• **Set exercise**
Rewrite the data below as a numbered list, leaving out any blank lines.

━━━ Provided material ━━━

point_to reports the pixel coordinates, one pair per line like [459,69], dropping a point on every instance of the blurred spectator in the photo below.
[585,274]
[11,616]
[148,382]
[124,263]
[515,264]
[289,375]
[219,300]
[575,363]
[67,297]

━━━

• **Reply to the exercise**
1. point_to reports the pixel coordinates, one pair per line like [459,69], dropping a point on every instance of the blurred spectator in the photo below.
2. [585,274]
3. [11,616]
4. [148,382]
5. [124,263]
6. [515,264]
7. [289,375]
8. [219,300]
9. [575,363]
10. [67,297]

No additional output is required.